** BEGIN DATA ENTRIES **
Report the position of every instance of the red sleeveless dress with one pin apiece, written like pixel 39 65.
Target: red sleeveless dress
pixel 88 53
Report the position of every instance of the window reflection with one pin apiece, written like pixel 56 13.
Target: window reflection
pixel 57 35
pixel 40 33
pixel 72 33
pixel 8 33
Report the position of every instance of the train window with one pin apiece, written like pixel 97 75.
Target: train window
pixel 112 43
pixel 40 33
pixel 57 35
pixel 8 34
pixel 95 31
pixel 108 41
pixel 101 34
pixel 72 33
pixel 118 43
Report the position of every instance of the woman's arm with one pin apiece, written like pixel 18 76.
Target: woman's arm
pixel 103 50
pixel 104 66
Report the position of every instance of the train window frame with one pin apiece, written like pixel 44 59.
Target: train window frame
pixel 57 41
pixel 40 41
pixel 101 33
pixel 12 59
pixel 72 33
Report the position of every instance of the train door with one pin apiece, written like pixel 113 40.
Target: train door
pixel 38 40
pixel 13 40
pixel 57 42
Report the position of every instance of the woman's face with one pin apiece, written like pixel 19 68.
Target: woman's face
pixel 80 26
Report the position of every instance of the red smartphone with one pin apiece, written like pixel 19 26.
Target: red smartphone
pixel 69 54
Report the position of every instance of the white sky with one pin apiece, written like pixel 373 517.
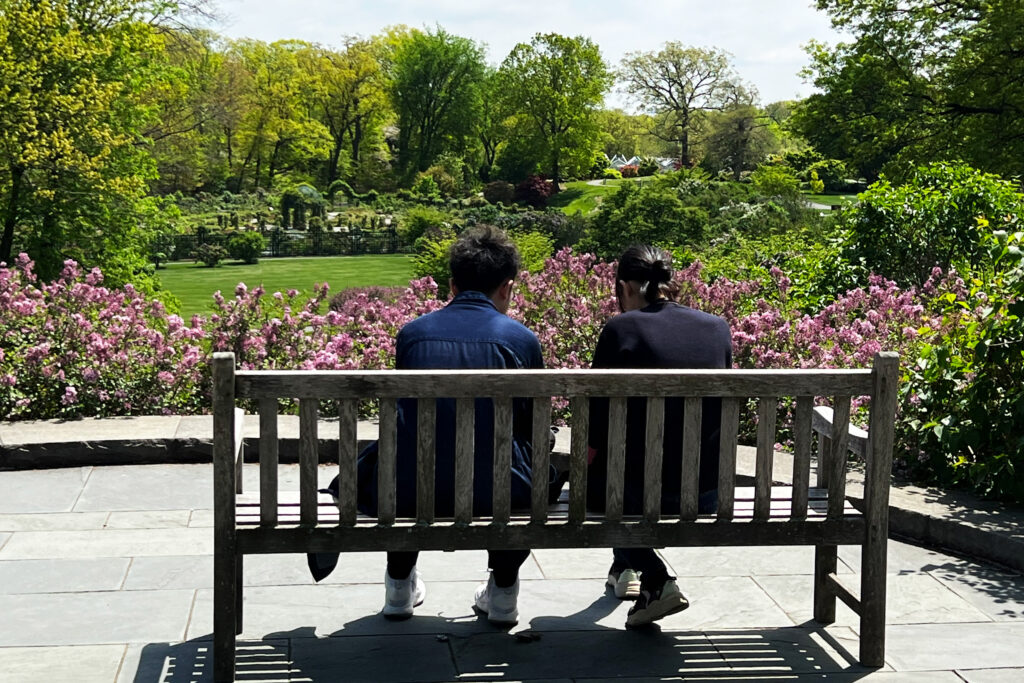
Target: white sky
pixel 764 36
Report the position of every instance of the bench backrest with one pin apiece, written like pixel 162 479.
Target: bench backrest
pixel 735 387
** END DATA ENTRIES **
** BEGIN DATA ENTRIES **
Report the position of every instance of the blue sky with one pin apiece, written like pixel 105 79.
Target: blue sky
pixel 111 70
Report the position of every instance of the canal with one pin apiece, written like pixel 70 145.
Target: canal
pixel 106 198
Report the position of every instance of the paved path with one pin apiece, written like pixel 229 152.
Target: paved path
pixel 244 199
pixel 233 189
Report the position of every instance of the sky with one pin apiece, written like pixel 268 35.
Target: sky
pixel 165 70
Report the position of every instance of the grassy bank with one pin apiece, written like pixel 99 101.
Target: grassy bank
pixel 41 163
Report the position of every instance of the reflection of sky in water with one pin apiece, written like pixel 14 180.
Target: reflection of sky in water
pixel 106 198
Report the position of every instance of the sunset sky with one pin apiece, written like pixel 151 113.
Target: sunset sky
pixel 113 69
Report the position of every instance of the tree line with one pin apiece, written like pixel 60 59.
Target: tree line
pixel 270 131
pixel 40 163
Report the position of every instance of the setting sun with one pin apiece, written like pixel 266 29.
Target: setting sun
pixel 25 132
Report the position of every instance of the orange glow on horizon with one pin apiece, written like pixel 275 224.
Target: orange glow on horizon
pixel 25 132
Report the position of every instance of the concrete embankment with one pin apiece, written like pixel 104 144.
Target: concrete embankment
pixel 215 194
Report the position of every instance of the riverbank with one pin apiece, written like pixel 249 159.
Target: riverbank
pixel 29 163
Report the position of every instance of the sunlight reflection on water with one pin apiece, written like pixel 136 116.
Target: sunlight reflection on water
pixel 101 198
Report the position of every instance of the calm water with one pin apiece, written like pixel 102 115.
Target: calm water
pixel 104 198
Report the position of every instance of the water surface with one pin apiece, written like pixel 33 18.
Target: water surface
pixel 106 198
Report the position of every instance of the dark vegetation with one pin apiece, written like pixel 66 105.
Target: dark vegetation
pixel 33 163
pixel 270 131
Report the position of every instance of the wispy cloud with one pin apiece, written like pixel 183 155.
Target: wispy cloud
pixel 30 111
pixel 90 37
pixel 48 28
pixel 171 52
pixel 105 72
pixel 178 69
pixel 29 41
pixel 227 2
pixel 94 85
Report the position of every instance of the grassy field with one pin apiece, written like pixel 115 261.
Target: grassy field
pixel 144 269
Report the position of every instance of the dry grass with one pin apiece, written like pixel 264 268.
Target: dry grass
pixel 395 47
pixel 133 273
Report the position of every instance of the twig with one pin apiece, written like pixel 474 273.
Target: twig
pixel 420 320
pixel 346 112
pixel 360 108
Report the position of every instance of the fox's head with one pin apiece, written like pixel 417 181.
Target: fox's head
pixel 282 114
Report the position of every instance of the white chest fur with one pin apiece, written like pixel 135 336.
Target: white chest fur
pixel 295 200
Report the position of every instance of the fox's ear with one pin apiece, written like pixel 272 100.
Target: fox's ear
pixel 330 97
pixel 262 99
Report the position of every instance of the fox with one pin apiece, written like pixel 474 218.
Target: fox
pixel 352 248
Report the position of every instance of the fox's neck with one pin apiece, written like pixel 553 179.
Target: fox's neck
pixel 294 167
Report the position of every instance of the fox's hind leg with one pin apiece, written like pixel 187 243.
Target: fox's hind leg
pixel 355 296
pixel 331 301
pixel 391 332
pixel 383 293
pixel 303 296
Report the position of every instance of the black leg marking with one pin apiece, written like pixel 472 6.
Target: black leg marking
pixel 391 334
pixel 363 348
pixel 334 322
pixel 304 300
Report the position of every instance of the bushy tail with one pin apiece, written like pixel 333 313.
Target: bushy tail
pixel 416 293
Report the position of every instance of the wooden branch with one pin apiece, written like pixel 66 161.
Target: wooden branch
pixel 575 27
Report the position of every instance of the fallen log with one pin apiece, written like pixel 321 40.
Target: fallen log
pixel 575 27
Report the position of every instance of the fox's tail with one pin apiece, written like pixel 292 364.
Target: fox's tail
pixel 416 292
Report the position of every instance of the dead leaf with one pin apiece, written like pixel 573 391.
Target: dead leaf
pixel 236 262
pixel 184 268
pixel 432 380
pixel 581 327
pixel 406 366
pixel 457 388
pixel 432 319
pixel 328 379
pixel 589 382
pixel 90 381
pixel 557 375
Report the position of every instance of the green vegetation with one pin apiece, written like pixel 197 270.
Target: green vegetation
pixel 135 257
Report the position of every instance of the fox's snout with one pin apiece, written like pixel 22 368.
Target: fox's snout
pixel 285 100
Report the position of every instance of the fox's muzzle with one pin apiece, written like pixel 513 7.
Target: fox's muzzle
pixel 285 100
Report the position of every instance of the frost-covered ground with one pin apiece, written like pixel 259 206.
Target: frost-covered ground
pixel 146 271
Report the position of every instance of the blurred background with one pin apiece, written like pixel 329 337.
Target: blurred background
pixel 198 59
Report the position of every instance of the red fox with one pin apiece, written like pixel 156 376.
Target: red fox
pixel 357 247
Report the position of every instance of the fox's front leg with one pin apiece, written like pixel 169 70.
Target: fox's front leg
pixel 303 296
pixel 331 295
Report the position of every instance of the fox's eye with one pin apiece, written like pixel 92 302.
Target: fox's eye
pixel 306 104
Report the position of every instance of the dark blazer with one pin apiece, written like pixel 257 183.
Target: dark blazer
** END DATA ENTRIES **
◆ **WHAT YOU ARE ASKED TO DO**:
How many lines in the entries above contain the string "path"? Case counts. Reply with the number alone.

◆ **ANSWER TO THIS EXERCISE**:
2